■ TASK PROMPT:
Reproduce word for word the stretch from the line containing "Query: white picture frame" through the last of the rows, leaving the pictures out.

(Saved rows)
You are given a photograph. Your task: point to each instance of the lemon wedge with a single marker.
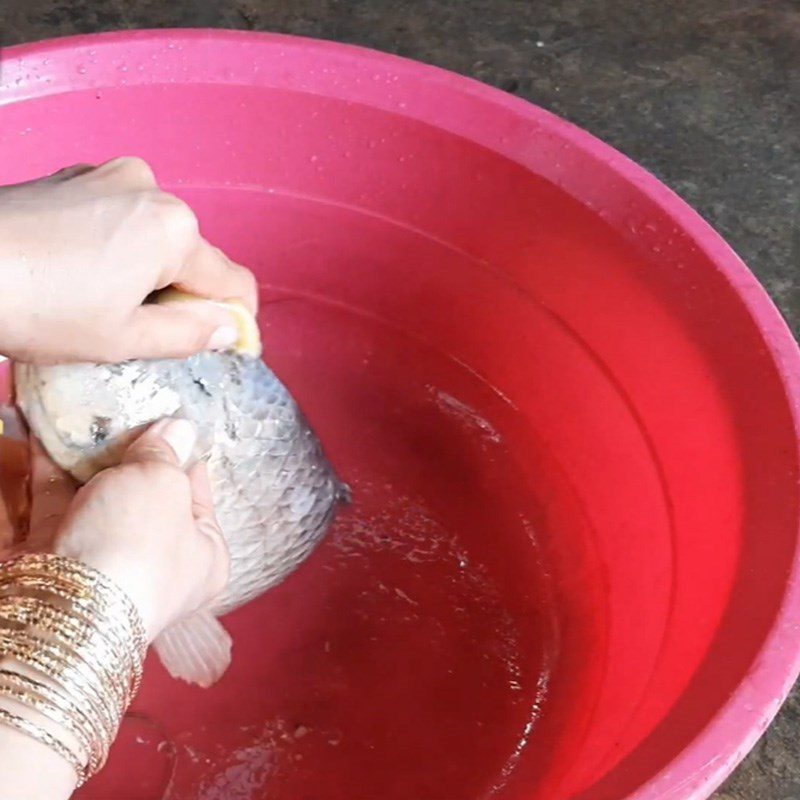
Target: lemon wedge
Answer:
(249, 343)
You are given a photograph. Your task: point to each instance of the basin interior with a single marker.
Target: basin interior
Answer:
(572, 520)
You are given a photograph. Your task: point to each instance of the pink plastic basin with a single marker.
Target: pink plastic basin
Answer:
(568, 413)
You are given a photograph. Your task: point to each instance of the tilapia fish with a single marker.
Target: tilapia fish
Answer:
(275, 493)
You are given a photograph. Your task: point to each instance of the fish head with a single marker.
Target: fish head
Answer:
(86, 415)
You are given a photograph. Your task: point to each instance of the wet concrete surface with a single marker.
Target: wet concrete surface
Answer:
(705, 94)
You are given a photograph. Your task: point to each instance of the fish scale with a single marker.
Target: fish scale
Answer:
(274, 491)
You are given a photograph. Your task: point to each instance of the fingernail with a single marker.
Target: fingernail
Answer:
(223, 338)
(180, 435)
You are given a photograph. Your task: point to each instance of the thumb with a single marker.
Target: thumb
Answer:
(169, 441)
(175, 330)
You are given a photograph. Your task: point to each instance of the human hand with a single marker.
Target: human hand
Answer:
(81, 250)
(147, 524)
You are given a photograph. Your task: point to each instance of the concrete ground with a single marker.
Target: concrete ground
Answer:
(704, 93)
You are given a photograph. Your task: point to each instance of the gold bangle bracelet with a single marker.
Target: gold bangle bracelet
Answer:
(70, 624)
(72, 715)
(41, 735)
(52, 712)
(25, 594)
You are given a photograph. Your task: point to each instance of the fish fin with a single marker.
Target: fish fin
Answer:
(196, 649)
(345, 495)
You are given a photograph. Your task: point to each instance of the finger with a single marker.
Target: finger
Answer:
(169, 441)
(206, 523)
(131, 172)
(202, 496)
(174, 330)
(208, 272)
(52, 491)
(72, 171)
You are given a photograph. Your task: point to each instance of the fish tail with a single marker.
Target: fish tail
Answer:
(196, 649)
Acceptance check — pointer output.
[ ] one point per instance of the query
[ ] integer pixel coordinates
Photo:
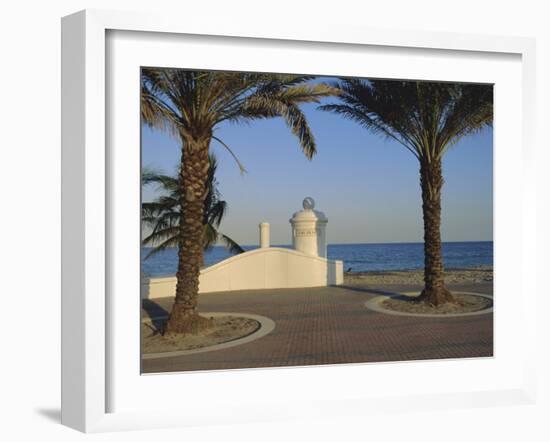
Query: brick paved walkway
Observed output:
(330, 325)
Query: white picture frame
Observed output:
(86, 314)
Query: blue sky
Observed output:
(367, 186)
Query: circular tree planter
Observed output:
(263, 327)
(377, 304)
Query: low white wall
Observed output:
(264, 268)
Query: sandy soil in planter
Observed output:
(224, 329)
(465, 304)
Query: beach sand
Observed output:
(481, 274)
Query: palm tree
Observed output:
(426, 118)
(163, 214)
(191, 105)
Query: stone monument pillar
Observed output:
(264, 235)
(309, 230)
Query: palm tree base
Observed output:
(183, 320)
(436, 296)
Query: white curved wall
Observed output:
(264, 268)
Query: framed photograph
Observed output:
(265, 223)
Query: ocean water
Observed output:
(356, 257)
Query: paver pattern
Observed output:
(330, 325)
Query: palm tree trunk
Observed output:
(184, 317)
(431, 182)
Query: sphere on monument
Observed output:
(309, 230)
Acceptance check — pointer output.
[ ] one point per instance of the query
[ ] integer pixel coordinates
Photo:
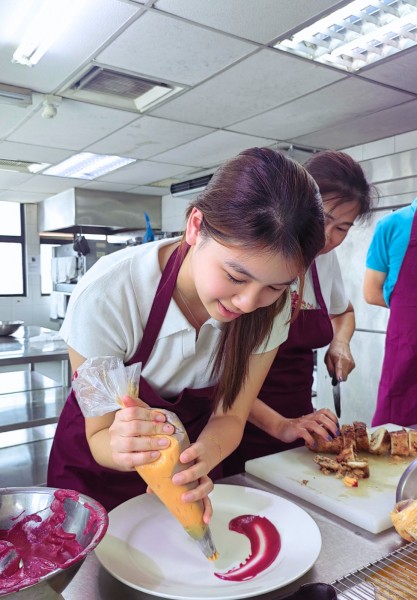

■ TASK SOLUTION:
Query: white picture frame
Observed output:
(86, 314)
Query: blue sky
Observed output:
(367, 186)
Query: circular tree planter
Observed output:
(263, 327)
(377, 304)
Query: low white wall
Observed output:
(264, 268)
Query: sandy soil in planter
Observed output:
(224, 329)
(465, 304)
Query: beach sand
Observed output:
(481, 274)
Query: palm tree
Observed output:
(426, 118)
(163, 214)
(191, 105)
Query: stone monument pillar
Observed output:
(264, 235)
(309, 230)
Query: palm tree base
Observed output:
(183, 320)
(436, 296)
Query: white curved wall
Observed output:
(264, 268)
Query: framed photograph
Observed output:
(265, 223)
Query: ocean water
Observed output:
(356, 257)
Query: paver pattern
Observed output:
(330, 325)
Query: palm tree trunk
Observed output:
(184, 317)
(431, 182)
Query: sphere on monument
Observed output:
(309, 230)
Acceptance check — pointer output.
[ ] one point per instance of the query
[ ] integer pixel coordinates
Photo:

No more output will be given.